DOCUMENT SOURCE:
::::::::::

Connaissez-vous les frères Omidvar ? À l’aube des années cinquante, Issa et Abdullah Omidvar quittent Téhéran pour entreprendre un voyage autour du monde qui va durer une dizaine d’années. Aujourd’hui, passé les frontières de l’Iran, ils demeurent encore quasiment inconnus. Pourtant, ces grands explorateurs ont sillonné la planète et produit un travail d’ethnologues inédit à l’époque, photographiant, filmant et écrivant sur des peuples, cultures et régions isolés du reste du monde.
Ce serait toujours une sacrée aventure aujourd’hui de partir pour un voyage de dix années sur la route, à travers le cercle Arctique, les Andes et le Congo, à moto et en 2CV ! C’est ce qu’ont fait les frères iraniens Omidvar en 1954. Ils ont ouvert une fenêtre sur le monde originale, à une époque où tous les récits d’exploration venaient de l’Occident.
Issa et Abdullah Omidvar savent très tôt qu’ils souhaitent partir à la rencontre du monde et des autres. Des voyages en famille en Iran dans leur enfance suscitent en eux une curiosité et un esprit de recherche pour tout ce qui les entoure. Adolescents, ils s’adonnent aux joies de la bicyclette et de l’alpinisme. Puis, c’est en découvrant dans les cimes et grottes iraniennes les traces d’hommes primitifs que l’intérêt pour l’histoire et les autres civilisations est né. Ils envisagent de partir au-delà des frontières de l’Iran, dans les endroits les plus reculés de la planète.

::::::::::

À FAIRE:
[a] Relevez toutes les régions du monde que le document source cite comme traversées par les frères Omidvar lors de leur voyage.
[b] Résumez le document source en deux phrases.
[c] Répondez aux questions suivantes à partir du document source.
(i) De quelle ville les frères Omidvar partent-ils ?
(ii) À quelles activités s'adonnent-ils adolescents ?
(iii) Où découvrent-ils les traces d'hommes primitifs ?

::::::::::

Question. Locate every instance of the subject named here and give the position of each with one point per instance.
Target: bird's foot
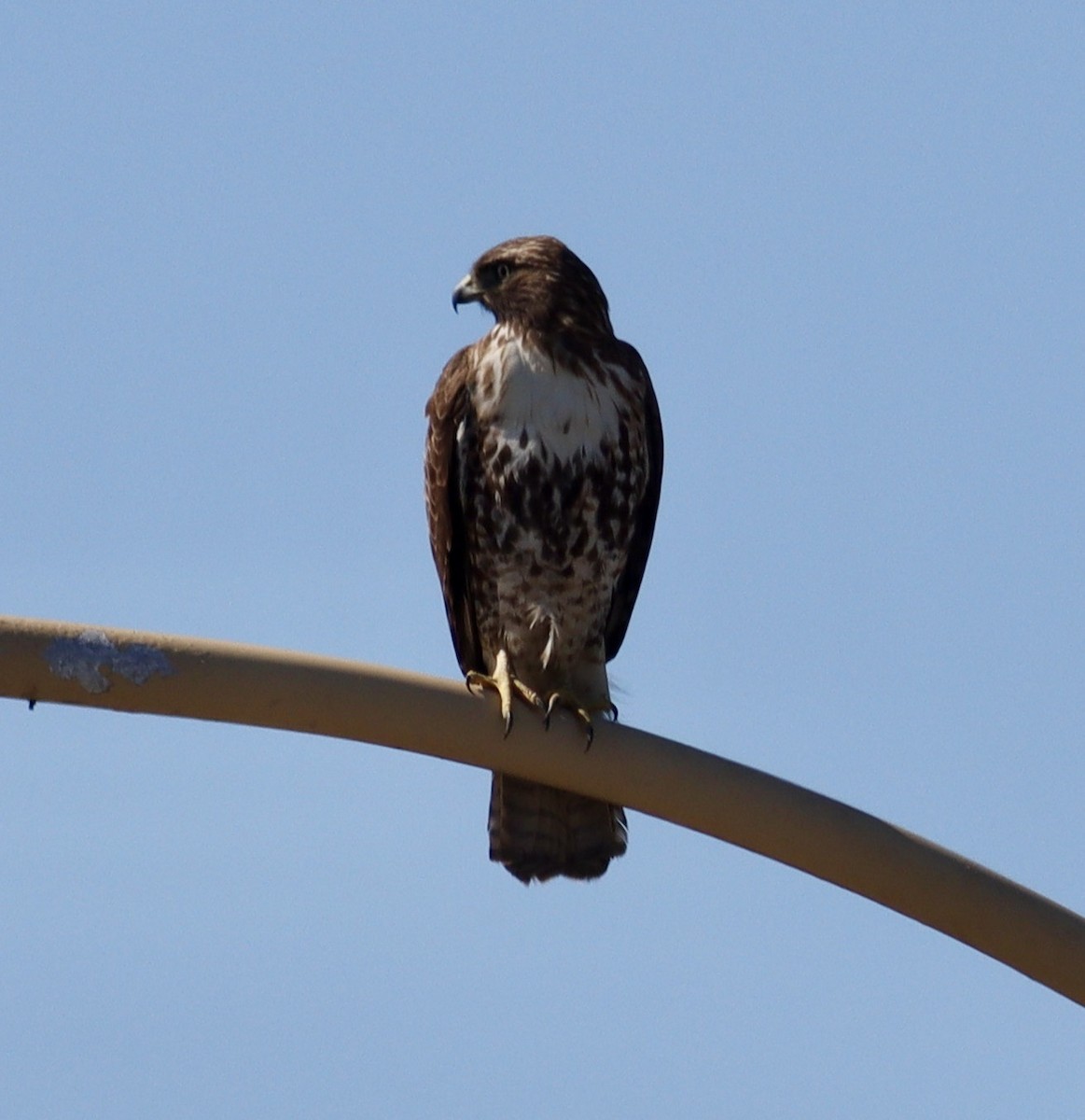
(583, 717)
(507, 686)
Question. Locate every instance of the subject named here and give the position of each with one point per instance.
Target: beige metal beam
(197, 679)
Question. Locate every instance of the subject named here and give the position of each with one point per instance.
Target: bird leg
(507, 686)
(583, 717)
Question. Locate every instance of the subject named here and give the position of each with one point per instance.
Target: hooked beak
(466, 291)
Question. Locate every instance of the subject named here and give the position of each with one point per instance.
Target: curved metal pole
(129, 671)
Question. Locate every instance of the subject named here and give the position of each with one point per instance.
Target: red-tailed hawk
(543, 462)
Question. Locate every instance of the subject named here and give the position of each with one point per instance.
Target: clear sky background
(848, 241)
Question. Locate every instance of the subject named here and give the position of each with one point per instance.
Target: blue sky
(848, 242)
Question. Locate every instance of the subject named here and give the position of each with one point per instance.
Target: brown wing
(447, 409)
(625, 593)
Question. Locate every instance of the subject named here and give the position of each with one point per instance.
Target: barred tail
(537, 832)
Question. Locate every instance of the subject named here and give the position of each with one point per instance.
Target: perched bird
(543, 460)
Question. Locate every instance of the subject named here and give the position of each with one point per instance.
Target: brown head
(536, 284)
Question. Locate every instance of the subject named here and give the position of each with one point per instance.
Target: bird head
(536, 283)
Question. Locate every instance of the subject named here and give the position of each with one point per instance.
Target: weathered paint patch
(83, 658)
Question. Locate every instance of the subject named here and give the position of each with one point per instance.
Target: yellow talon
(505, 684)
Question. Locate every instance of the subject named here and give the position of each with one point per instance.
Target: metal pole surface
(197, 679)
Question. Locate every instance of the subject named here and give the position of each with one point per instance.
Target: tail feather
(537, 832)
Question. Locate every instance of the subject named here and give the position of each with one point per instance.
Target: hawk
(543, 462)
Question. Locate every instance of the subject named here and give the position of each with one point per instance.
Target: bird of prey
(543, 462)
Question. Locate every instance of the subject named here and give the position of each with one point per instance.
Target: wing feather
(628, 585)
(446, 410)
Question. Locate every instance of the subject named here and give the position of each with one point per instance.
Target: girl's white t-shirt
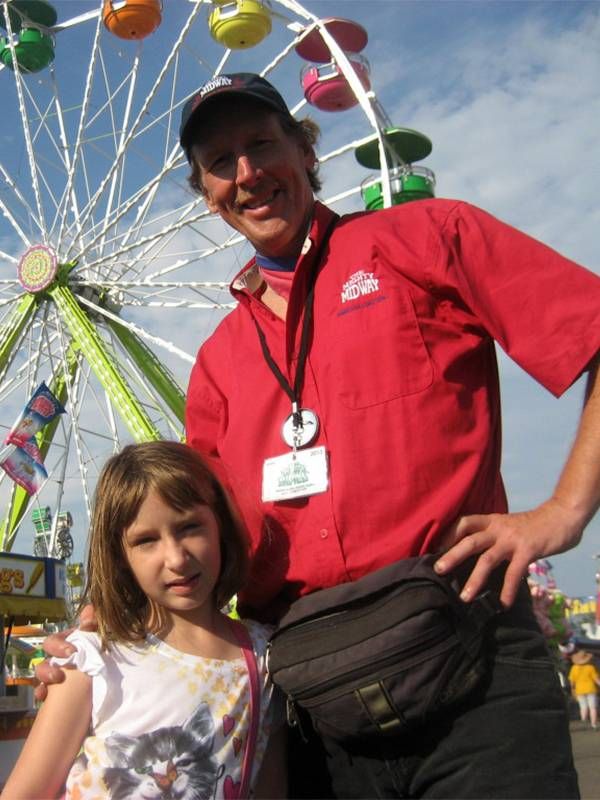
(166, 724)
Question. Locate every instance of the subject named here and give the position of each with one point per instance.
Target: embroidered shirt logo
(359, 284)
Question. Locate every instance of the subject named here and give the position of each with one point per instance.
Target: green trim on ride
(156, 373)
(93, 348)
(13, 325)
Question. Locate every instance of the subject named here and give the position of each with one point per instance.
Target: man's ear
(210, 204)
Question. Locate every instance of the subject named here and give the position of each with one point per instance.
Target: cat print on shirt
(171, 763)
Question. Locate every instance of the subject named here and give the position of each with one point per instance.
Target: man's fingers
(515, 572)
(46, 673)
(87, 619)
(40, 692)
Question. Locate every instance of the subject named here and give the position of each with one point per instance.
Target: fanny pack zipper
(304, 693)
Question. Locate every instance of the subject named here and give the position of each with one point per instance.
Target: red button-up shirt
(402, 374)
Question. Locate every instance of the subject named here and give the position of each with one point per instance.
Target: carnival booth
(32, 594)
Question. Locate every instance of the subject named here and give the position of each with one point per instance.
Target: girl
(162, 700)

::::::::::

EXERCICES CORRIGÉS:
[a] Le cercle Arctique, les Andes et le Congo.

[b] Au début des années cinquante, les frères iraniens Issa et Abdullah Omidvar ont quitté Téhéran pour un voyage d'une dizaine d'années autour du monde, photographiant, filmant et écrivant sur des peuples et des régions isolés, à une époque où tous les récits d'exploration venaient de l'Occident. Leur curiosité, éveillée par des voyages en famille en Iran puis par la découverte de traces d'hommes primitifs dans les cimes et les grottes iraniennes, les a conduits à vouloir rejoindre les endroits les plus reculés de la planète.

[c]
(i) De Téhéran.
(ii) À la bicyclette et à l'alpinisme.
(iii) Dans les cimes et les grottes iraniennes.